Requirement: The expected output is the full set of entries, retyped verbatim, pictures excluded.

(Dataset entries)

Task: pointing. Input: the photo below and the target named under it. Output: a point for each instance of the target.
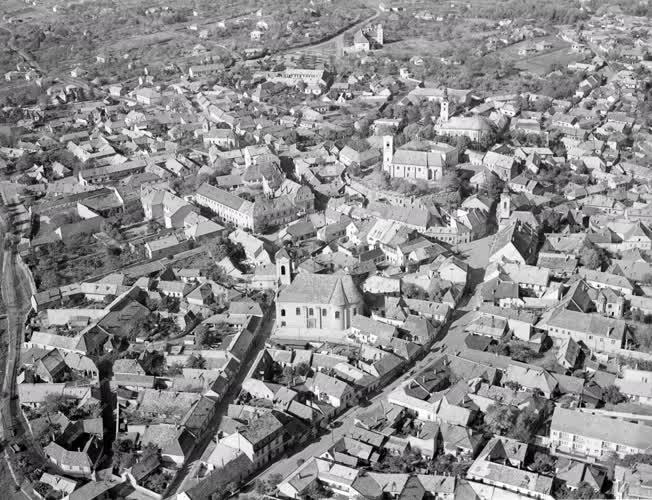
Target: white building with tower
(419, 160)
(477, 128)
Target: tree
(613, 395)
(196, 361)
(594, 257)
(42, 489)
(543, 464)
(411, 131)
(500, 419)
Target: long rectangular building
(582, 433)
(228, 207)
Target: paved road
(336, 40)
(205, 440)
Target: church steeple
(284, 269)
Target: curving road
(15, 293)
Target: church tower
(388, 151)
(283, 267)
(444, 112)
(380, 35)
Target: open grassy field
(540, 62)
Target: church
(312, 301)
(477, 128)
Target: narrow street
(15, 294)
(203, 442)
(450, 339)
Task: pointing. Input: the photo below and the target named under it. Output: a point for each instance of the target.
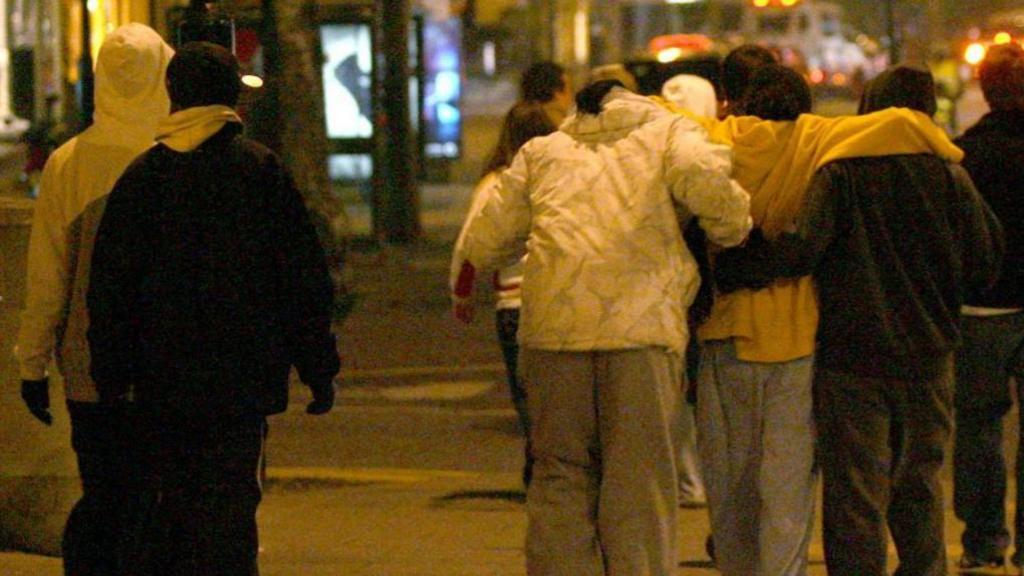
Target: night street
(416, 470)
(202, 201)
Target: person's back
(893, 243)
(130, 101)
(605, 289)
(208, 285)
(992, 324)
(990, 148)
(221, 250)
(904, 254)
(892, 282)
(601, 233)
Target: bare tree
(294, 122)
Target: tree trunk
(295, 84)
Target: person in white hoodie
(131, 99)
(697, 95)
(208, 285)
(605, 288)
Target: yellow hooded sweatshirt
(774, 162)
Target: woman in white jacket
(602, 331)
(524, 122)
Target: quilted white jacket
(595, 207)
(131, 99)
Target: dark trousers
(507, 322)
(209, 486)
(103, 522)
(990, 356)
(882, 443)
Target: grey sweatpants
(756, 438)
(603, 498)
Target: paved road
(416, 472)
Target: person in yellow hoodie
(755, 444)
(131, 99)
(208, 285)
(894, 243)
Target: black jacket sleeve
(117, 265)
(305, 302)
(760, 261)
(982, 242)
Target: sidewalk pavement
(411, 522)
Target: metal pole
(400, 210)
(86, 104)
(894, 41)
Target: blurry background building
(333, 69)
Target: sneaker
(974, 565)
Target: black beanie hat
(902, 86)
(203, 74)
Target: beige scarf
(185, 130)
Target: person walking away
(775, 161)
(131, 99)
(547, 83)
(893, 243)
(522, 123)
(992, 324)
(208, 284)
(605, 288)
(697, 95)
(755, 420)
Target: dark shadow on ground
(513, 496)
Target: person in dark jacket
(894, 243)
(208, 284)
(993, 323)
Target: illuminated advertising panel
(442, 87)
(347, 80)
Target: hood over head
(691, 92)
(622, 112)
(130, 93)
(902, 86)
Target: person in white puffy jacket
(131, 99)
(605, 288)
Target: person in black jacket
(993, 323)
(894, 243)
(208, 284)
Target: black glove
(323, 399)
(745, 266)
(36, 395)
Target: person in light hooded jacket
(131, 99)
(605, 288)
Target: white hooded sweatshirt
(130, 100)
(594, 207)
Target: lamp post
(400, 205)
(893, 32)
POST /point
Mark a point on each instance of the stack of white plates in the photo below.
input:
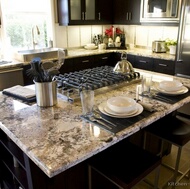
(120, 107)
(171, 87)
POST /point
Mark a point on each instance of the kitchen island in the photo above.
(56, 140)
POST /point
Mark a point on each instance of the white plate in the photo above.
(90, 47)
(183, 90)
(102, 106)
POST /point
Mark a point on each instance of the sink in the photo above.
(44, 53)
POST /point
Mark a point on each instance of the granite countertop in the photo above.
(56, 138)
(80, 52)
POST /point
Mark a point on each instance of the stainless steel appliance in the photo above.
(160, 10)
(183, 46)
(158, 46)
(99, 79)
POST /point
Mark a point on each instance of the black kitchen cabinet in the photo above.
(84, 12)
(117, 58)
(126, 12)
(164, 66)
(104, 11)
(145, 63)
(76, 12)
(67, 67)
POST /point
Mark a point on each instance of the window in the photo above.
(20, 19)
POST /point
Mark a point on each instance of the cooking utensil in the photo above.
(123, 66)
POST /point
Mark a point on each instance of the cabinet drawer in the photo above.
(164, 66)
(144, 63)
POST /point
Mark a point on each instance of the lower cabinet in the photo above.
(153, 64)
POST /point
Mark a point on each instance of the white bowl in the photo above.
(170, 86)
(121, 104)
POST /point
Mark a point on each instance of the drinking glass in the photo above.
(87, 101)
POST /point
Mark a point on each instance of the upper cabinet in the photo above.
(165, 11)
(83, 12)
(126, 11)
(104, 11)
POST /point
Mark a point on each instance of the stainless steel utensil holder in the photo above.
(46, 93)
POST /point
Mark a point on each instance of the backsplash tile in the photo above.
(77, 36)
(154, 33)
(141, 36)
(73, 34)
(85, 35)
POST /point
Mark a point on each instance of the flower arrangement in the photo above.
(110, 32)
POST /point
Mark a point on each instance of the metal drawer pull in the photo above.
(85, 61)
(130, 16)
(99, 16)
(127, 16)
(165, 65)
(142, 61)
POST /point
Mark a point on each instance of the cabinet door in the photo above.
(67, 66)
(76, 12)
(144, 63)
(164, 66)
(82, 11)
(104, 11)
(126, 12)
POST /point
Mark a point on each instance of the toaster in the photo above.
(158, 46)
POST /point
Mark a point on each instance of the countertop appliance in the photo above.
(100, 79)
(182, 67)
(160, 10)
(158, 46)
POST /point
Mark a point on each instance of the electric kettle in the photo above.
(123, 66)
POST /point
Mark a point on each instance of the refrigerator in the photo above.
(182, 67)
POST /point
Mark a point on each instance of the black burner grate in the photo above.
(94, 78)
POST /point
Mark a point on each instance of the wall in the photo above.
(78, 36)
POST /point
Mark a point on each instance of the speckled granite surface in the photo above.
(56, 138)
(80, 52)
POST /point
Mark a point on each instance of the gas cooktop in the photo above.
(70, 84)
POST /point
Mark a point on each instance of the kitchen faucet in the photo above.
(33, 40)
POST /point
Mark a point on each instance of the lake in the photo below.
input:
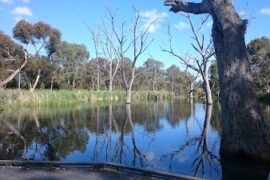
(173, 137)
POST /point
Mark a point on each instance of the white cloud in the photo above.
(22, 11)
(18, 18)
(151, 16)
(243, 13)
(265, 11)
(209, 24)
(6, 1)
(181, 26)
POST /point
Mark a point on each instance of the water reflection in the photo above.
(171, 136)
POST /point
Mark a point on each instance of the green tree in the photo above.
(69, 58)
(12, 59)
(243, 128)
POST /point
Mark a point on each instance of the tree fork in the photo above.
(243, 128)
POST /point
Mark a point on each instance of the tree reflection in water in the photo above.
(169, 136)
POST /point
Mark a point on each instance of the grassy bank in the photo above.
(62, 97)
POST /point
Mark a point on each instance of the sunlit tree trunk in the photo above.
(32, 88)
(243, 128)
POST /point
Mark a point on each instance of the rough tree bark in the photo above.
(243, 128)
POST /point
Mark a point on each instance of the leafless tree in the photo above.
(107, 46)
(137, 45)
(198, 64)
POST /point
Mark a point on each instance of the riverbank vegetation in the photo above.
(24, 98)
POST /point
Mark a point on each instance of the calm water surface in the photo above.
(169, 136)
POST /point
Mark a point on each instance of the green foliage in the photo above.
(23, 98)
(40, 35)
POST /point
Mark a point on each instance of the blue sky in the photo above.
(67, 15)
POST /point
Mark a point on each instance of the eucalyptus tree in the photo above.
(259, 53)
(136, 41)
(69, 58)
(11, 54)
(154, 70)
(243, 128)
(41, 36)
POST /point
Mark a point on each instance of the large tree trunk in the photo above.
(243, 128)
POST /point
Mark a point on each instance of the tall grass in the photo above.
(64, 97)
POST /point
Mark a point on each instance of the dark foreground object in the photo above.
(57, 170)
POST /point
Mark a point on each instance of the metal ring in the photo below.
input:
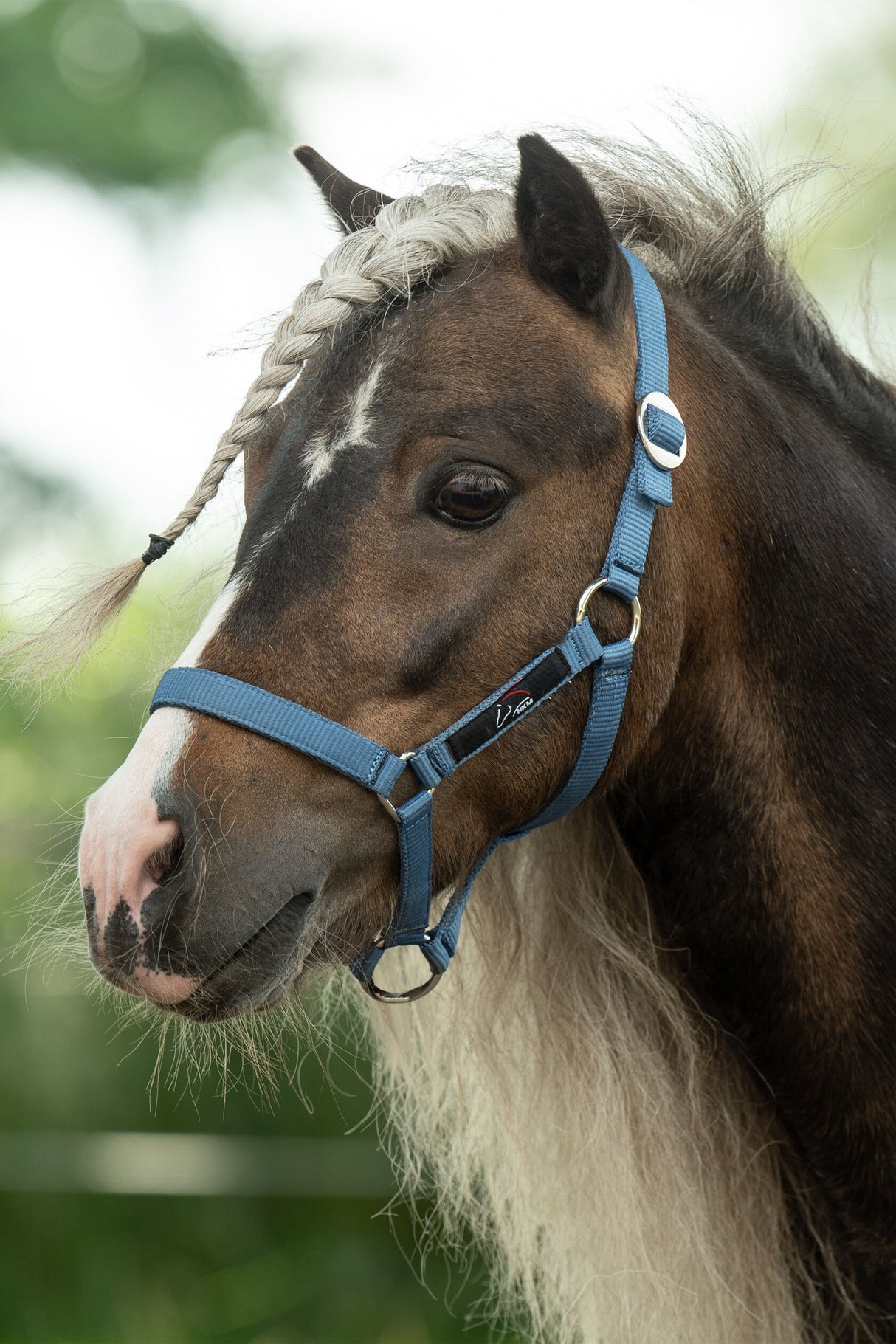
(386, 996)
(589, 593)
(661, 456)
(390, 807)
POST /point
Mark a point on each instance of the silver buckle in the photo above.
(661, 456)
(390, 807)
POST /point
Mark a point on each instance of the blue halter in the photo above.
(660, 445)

Solution to the exercise:
Task: pointing. Input: the photo below and the target named under it. Output: a point for each instance of the target.
Target: white building with tower
(419, 160)
(477, 128)
Target: tree
(613, 395)
(196, 361)
(594, 257)
(42, 489)
(543, 464)
(411, 131)
(500, 419)
Target: long rectangular building
(582, 433)
(228, 207)
Target: paved road
(336, 40)
(205, 440)
Target: church steeple
(284, 269)
Target: curving road
(15, 293)
Target: church tower
(388, 151)
(283, 267)
(444, 112)
(380, 35)
Target: open grassy field
(540, 62)
Target: church
(312, 301)
(477, 128)
Target: narrow street
(15, 294)
(203, 442)
(450, 339)
Task: pointing. Input: the photo below and the target named under it. Output: a point for each instance of the target.
Target: night street
(416, 470)
(202, 201)
Target: person's back
(893, 243)
(130, 101)
(605, 289)
(208, 285)
(992, 324)
(990, 148)
(221, 250)
(904, 254)
(892, 282)
(601, 233)
Target: bare tree
(294, 122)
Target: tree trunk
(295, 84)
Target: person in white hoodie
(131, 99)
(697, 95)
(208, 285)
(605, 288)
Target: yellow hooded sweatshirt
(774, 162)
Target: woman in white jacket
(602, 331)
(524, 122)
Target: quilted white jacket
(595, 207)
(131, 99)
Target: dark trousers
(507, 322)
(209, 486)
(103, 522)
(990, 356)
(882, 443)
Target: grey sweatpants
(756, 438)
(603, 498)
Target: paved road
(416, 472)
Target: person in yellow hoodie
(755, 444)
(131, 99)
(208, 285)
(894, 243)
Target: black jacket sleeve
(117, 265)
(305, 302)
(760, 261)
(982, 242)
Target: sidewalk pavement
(411, 522)
Target: metal pole
(400, 210)
(86, 104)
(894, 41)
Target: blurry background building
(333, 69)
Target: sneaker
(974, 565)
Target: black beanie hat
(902, 86)
(203, 74)
Target: beige scarf
(185, 130)
Target: person walking away
(775, 161)
(131, 99)
(547, 83)
(893, 243)
(522, 123)
(992, 324)
(208, 284)
(605, 288)
(697, 95)
(755, 420)
Target: dark shadow on ground
(513, 496)
Target: person in dark jacket
(894, 243)
(208, 284)
(993, 323)
Target: illuminated advertising panel
(442, 87)
(347, 80)
Target: hood over head
(691, 92)
(622, 112)
(130, 93)
(902, 86)
Target: person in white puffy jacket
(131, 99)
(605, 288)
Target: person in black jacket
(993, 323)
(894, 243)
(208, 284)
Target: black glove
(323, 399)
(745, 266)
(36, 395)
Target: person in light hooded jacket
(131, 99)
(605, 288)
Target: white hooded sweatshirt
(130, 100)
(594, 207)
Target: lamp post
(400, 205)
(893, 32)
POST /point
Mark a point on each instance of the stack of white plates in the photo below.
input:
(120, 107)
(171, 87)
POST /point
Mark a point on each instance of the kitchen island in the photo above.
(56, 140)
POST /point
Mark a point on each instance of the white plate in the photo above.
(90, 47)
(183, 90)
(102, 106)
POST /point
Mark a point on each instance of the sink in the photo above.
(44, 53)
POST /point
Mark a point on each instance of the granite countertop in the photo above.
(56, 138)
(80, 52)
POST /point
Mark a point on each instance of the stainless steel appliance in the photo above.
(160, 10)
(183, 46)
(158, 46)
(99, 79)
POST /point
Mark a point on each instance of the black kitchen cabinet in the photo above.
(84, 12)
(117, 58)
(126, 12)
(164, 66)
(104, 11)
(145, 63)
(76, 12)
(67, 67)
POST /point
Mark a point on each instance of the window in the photo above.
(20, 19)
POST /point
Mark a point on each instance of the cooking utensil in the photo above.
(123, 66)
POST /point
Mark a point on each instance of the cabinet drawer in the photo above.
(164, 66)
(144, 63)
POST /point
Mark a point on each instance of the lower cabinet in the photo above.
(153, 64)
POST /point
Mark a point on each instance of the white bowl in the photo above.
(170, 86)
(121, 104)
POST /point
Mark a point on each instance of the drinking glass in the photo above.
(87, 101)
POST /point
Mark a point on each instance of the upper cabinet in the photo above.
(165, 11)
(83, 12)
(126, 11)
(104, 11)
POST /point
Mark a point on each instance of the stainless steel utensil holder in the photo above.
(46, 93)
POST /point
Mark a point on each instance of the backsplash tile in the photo above.
(77, 36)
(154, 33)
(141, 36)
(73, 34)
(85, 35)
POST /point
Mark a point on each instance of the flower arrangement in the photo above.
(110, 32)
POST /point
Mark a point on each instance of the metal drawer pull in the photo above.
(85, 61)
(130, 16)
(99, 16)
(127, 16)
(165, 65)
(142, 61)
POST /point
Mark a point on each instance of the cabinet door in the photo above.
(67, 66)
(76, 12)
(144, 63)
(164, 66)
(82, 11)
(104, 11)
(126, 12)
POST /point
Mark a point on each instance of the toaster in the photo above.
(158, 46)
POST /point
Mark a point on each instance of the countertop appliance in the photo above.
(100, 79)
(182, 67)
(160, 10)
(158, 46)
POST /point
Mark a point on each instance of the electric kettle in the photo above.
(123, 66)
POST /point
Mark a point on each instance of the refrigerator in the photo above.
(182, 67)
POST /point
Mark a point on each instance of the black burner grate in the photo above.
(94, 78)
POST /point
Mark a point on each instance of the wall in the photo above.
(78, 36)
POST /point
Mark a point on each instance of the speckled granite surface in the photo above.
(56, 138)
(80, 52)
POST /point
Mark a point on each instance of the gas cooktop in the photo above.
(70, 84)
POST /point
Mark a point on each instance of the kitchen faucet in the photo above.
(33, 40)
POST /point
Mark a point on each instance of the lake in the photo below.
input:
(173, 137)
POST /point
Mark a point on each instance of the white cloud in the photo above.
(22, 11)
(18, 18)
(151, 16)
(243, 13)
(265, 11)
(209, 24)
(6, 1)
(181, 26)
POST /point
Mark a point on each instance of the water reflection in the photo above.
(171, 136)
POST /point
Mark a point on each instance of the green tree in the photo above.
(69, 58)
(12, 59)
(243, 128)
POST /point
Mark a point on each instance of the tree fork in the photo above.
(243, 128)
POST /point
Mark a point on each instance of the tree reflection in water in the photo above.
(169, 136)
POST /point
Mark a point on each instance of the grassy bank in the photo above.
(62, 97)
POST /point
Mark a point on each instance of the sunlit tree trunk in the photo above.
(32, 88)
(243, 128)
POST /point
Mark a point on each instance of the rough tree bark in the photo above.
(243, 128)
POST /point
Mark a point on each instance of the leafless tree in the photo above.
(107, 46)
(137, 45)
(198, 64)
POST /point
Mark a point on each instance of the riverbank vegetation in the photo above.
(24, 98)
POST /point
Mark a point on each instance of the calm water surface in the photo above.
(169, 136)
POST /point
Mark a point on each instance of the green foliage in the photo above.
(23, 98)
(40, 35)
POST /point
Mark a point on each instance of the blue sky in the photo above.
(67, 15)
POST /point
Mark a point on each instance of the eucalyptus tree in the photo above.
(259, 53)
(136, 41)
(69, 58)
(11, 54)
(154, 70)
(243, 128)
(41, 36)
POST /point
Mark a point on each instance of the large tree trunk in the photo above.
(243, 128)
POST /point
Mark a point on each instance of the tall grass in the photo above.
(64, 97)
POST /point
Mark a point on each instance of the dark foreground object in the photo above.
(57, 170)
POST /point
Mark a point on each instance of the metal ring in the photo below.
input:
(386, 996)
(589, 593)
(661, 456)
(390, 807)
POST /point
Mark a point on each instance of the silver buckle in the photo above.
(661, 456)
(390, 807)
POST /point
Mark a point on each instance of the blue halter in the photo above.
(660, 445)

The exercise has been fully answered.